>> Start Entries

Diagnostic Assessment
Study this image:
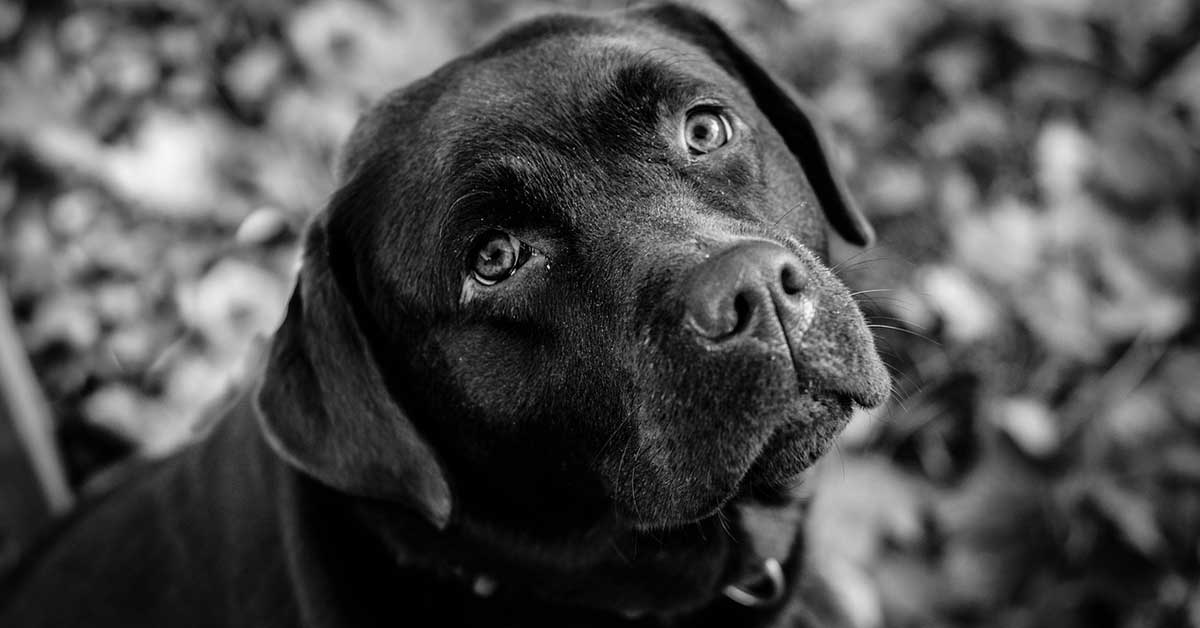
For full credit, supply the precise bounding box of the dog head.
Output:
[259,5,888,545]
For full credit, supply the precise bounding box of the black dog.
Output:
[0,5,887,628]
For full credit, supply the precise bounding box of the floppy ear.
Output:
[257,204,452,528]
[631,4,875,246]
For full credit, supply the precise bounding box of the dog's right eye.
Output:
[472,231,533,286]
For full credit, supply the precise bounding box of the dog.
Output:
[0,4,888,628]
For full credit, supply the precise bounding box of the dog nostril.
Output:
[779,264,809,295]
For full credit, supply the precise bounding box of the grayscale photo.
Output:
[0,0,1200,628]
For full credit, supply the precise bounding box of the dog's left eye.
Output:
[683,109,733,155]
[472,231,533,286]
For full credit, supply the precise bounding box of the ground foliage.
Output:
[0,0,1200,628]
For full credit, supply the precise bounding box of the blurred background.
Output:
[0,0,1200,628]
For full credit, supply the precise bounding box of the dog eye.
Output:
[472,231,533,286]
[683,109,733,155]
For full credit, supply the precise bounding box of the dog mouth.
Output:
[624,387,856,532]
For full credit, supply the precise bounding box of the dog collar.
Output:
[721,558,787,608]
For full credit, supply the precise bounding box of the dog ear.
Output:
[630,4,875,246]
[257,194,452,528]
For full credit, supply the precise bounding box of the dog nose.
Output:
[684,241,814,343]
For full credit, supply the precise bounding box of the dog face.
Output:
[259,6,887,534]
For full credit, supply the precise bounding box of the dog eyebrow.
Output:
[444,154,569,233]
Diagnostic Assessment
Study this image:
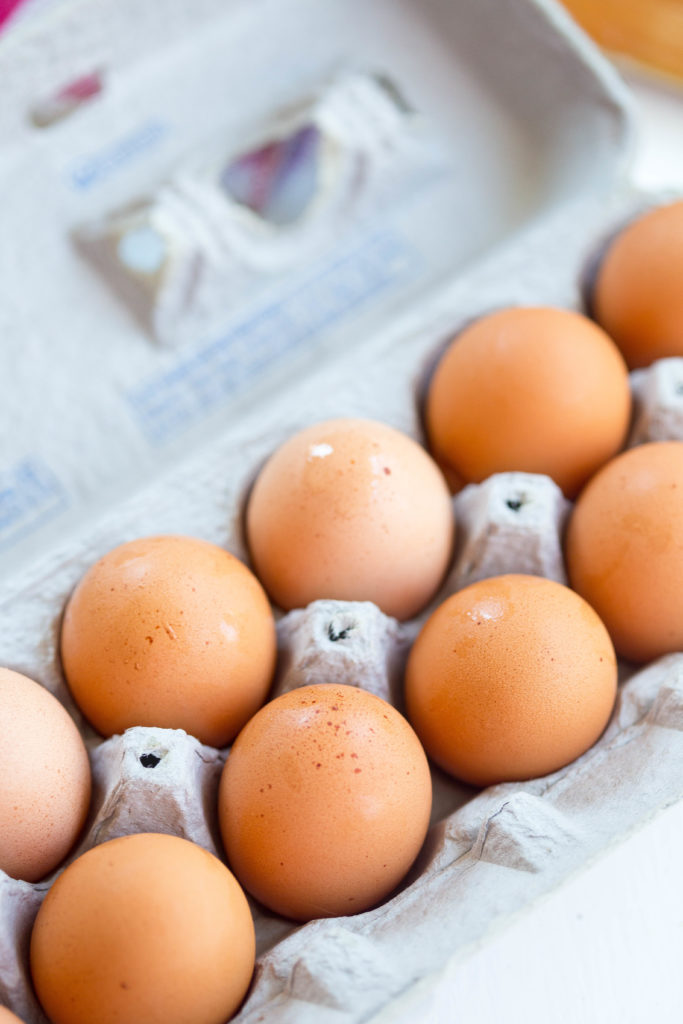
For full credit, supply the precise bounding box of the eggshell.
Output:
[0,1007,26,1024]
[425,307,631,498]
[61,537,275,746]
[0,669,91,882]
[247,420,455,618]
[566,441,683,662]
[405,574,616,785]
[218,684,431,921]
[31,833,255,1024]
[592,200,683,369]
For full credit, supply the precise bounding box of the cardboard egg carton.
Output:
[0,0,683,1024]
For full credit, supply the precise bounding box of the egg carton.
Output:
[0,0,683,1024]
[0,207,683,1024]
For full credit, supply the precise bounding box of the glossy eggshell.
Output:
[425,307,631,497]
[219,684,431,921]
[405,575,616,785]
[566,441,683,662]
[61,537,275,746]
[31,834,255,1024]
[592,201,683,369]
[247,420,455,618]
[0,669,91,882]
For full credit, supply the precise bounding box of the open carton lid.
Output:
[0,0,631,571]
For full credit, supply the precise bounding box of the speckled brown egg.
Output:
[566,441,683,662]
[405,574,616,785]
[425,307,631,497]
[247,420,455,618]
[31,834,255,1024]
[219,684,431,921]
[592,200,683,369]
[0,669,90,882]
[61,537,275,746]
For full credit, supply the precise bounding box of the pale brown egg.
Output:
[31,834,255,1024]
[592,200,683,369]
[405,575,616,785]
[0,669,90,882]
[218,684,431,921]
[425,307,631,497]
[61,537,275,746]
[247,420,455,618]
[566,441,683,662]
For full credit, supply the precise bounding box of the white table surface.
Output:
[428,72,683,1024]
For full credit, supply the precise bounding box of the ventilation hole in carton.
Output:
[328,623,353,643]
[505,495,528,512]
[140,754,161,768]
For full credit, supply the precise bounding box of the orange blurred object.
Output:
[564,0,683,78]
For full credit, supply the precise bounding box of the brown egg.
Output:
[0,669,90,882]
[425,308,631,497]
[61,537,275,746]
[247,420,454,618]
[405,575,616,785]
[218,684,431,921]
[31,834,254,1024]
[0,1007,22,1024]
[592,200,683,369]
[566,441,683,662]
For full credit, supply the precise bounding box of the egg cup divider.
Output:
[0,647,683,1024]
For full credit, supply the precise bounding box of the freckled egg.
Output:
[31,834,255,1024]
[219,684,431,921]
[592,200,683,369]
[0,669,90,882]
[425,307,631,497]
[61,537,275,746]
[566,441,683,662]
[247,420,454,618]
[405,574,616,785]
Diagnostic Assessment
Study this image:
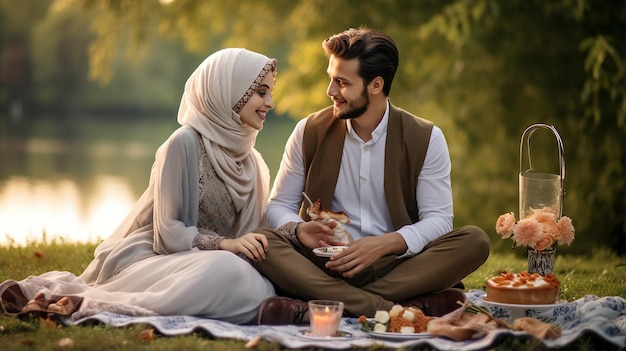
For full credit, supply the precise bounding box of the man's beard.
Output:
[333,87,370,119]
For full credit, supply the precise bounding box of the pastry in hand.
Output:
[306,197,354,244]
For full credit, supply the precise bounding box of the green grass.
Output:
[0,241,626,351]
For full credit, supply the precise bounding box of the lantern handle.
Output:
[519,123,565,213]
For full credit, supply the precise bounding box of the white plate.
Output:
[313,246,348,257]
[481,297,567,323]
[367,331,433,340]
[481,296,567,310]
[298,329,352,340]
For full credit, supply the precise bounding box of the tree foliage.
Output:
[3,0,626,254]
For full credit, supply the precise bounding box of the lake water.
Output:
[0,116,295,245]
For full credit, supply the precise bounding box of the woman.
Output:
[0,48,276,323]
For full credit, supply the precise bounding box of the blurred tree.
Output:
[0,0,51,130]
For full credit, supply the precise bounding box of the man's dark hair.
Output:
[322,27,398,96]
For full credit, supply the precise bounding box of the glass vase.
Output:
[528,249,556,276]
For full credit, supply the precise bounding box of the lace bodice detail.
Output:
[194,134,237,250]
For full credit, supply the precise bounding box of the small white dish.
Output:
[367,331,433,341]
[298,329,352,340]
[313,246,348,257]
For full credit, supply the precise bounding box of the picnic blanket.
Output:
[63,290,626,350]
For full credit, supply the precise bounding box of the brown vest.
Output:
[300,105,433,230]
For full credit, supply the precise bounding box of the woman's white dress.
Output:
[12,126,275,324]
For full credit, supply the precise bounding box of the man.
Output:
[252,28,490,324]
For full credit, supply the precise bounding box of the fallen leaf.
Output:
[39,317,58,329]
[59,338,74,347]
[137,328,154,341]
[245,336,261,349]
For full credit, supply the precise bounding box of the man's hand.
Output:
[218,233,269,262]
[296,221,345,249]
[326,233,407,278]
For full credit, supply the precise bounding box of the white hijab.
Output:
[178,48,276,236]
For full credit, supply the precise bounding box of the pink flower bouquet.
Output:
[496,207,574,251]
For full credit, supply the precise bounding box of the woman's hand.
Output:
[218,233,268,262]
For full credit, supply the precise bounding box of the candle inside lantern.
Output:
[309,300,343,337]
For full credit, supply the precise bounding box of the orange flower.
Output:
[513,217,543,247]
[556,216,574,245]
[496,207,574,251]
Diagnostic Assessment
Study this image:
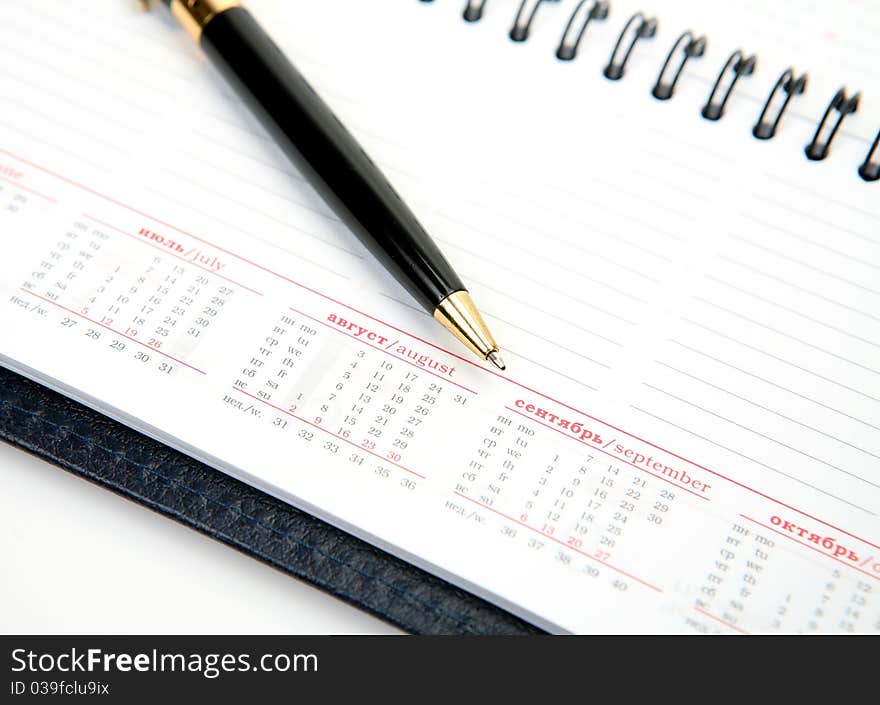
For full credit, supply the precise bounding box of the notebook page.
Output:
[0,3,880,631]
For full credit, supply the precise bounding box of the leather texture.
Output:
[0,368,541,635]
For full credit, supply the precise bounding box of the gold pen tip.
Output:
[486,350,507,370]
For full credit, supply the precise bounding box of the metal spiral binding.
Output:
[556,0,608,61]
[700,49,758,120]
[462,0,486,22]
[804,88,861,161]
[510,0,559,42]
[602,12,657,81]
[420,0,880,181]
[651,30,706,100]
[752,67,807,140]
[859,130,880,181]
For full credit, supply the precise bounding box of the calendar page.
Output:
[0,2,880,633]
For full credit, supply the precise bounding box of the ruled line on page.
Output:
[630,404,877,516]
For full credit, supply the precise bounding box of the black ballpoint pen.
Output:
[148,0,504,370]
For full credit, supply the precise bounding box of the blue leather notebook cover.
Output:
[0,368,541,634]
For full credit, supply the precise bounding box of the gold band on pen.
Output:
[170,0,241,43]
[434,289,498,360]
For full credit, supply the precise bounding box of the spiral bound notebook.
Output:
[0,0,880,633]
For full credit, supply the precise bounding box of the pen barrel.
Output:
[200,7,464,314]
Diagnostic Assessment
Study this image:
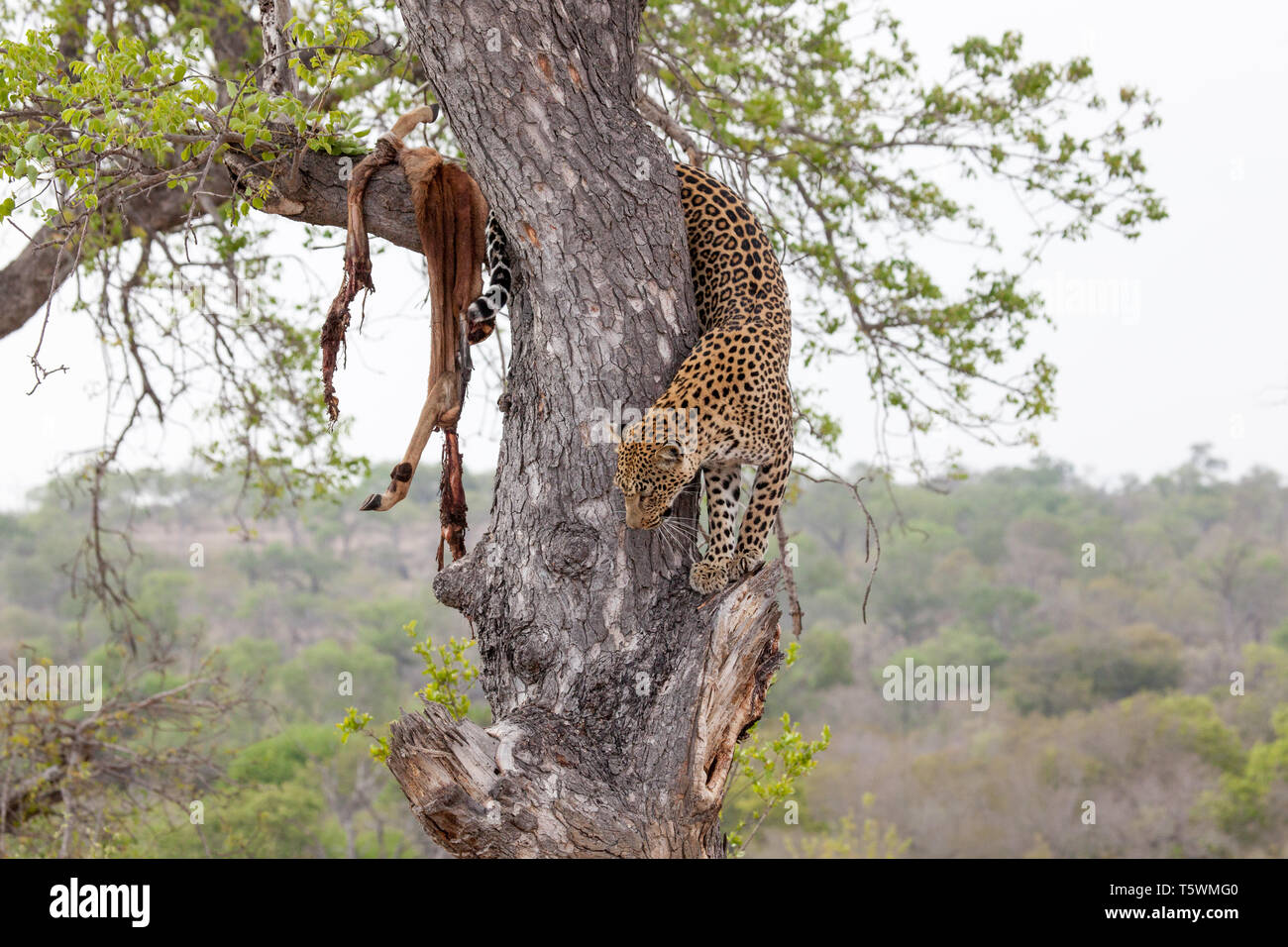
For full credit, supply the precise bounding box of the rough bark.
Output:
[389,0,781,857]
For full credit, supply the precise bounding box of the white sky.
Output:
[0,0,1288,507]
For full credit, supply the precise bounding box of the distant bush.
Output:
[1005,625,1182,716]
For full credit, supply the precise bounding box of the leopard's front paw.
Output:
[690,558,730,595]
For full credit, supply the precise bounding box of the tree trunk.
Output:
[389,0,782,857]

>> End Entries

## [Directions]
Retype the rows, starting at the line that contains "For full credit, supply the precise bounding box of the leather" and ending after the line that contains "[859,130,880,181]", with both of those lines included.

## [The reply]
For full credit, supply the precise bounding box of the leather texture.
Output:
[0,368,541,635]
For full credit, supply the precise bounding box of the gold pen tip.
Output:
[486,350,507,370]
For full credit, supply the precise bounding box of the metal spiral binding.
Output:
[556,0,608,61]
[700,49,758,120]
[462,0,486,22]
[804,88,861,161]
[510,0,559,42]
[602,12,657,81]
[420,0,880,181]
[651,30,706,100]
[752,67,807,140]
[859,130,880,181]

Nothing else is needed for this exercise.